● WORK ORDER 1
In the page excerpt on electrochemical cells, what electrical potential does the Daniel cell have when the activity of the zinc and copper ions is unity?
● WORK ORDER 2
Transcribe the part of the page excerpt on electrochemical cells that opens with the words containing "The two half" and closes with "ion is unity.".

Solubility of AgBr = $\frac{\kappa \times 1000}{{\mathrm{\Lambda }}_{\mathrm{m}}^{\circ }}\left({\mathrm{molL}}^{-1}\right)$

$=\frac{0.986\times {10}^{-7}\times 1000}{140}{\mathrm{molL}}^{-1}$
$=7.0428\times {10}^{-7}{\mathrm{molL}}^{-1}$
Solubility in gram per litre
$\begin{array}{l}=7.0428\times {10}^{-7}\times (108+80)\\ =1.33\times {10}^{-4}{\mathrm{gL}}^{-1}\end{array}$

ELECTROCHEMICAL CELLS
It is the device in which chemical energy is converted into electrical energy.  It is also called galvanic cell or voltaic cell.  In a galvanic cell the decrease in free energy during the spontaneous redox reaction is made to appear as electrical energy.
All galvanic  cells consists of two half cells.  Each half cell consists of a metallic electrode dipping into an electrolyte.
The half cell in which oxidation takes place is called anode and it has negative potential with respect to solution.
The other half cell in which reduction takes place is called cathode and has positive potential with respect to solution.
The two half cells are connected by a metallic wire through a voltmeter and a switch externally.  The electrolytes of  two half cells are connected through a salt bridge.
Daniel cell is an example of galvanic cell. Daniel cell converts the chemical energy liberated during the reaction, $\mathrm{Zn}\left(\mathrm{s}\right)+{\mathrm{Cu}}^{2+}\left(\mathrm{aq}\right)⟶{\mathrm{Zn}}^{2+}\left(\mathrm{aq}\right)+\mathrm{Cu}\left(\mathrm{s}\right)$ to electrical energy.  This cell has an electrical potential equal to 1.1 volt when activity (nearly equal to molarity) of ${\mathrm{Zn}}^{2+}\text{and }{\mathrm{Cu}}^{2+}$an ion is unity.
In its simple form, a zinc strip is dipped in the ${\mathrm{ZnSO}}_4$ solution and a copper strip is dipped in the ${\mathrm{CuSO}}_4$ solution taken in separate beakers.  The two metallic strips act as electrodes and are connected by a metallic wire through a voltmeter.  The two solutions are joined by an inverted `U’ tube known as salt bridge.  When the zinc and copper electrodes are joined by a wire, it is observed that the conventional current flows through the outer circuit from copper to zinc strip.  It indicates that electron flow occurs from zinc to copper strip.

● EXTRACTED DATA

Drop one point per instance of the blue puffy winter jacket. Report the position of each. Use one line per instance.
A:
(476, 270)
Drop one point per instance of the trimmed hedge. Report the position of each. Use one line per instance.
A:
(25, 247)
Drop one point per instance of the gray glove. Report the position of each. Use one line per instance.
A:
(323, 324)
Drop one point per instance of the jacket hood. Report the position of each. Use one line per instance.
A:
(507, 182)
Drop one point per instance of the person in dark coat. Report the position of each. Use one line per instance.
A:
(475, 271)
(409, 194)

● RESPONSE 1
1.1 volt

● RESPONSE 2
The two half cells are connected by a metallic wire through a voltmeter and a switch externally.  The electrolytes of  two half cells are connected through a salt bridge.
Daniel cell is an example of galvanic cell. Daniel cell converts the chemical energy liberated during the reaction, $\mathrm{Zn}\left(\mathrm{s}\right)+{\mathrm{Cu}}^{2+}\left(\mathrm{aq}\right)⟶{\mathrm{Zn}}^{2+}\left(\mathrm{aq}\right)+\mathrm{Cu}\left(\mathrm{s}\right)$ to electrical energy.  This cell has an electrical potential equal to 1.1 volt when activity (nearly equal to molarity) of ${\mathrm{Zn}}^{2+}\text{and }{\mathrm{Cu}}^{2+}$an ion is unity.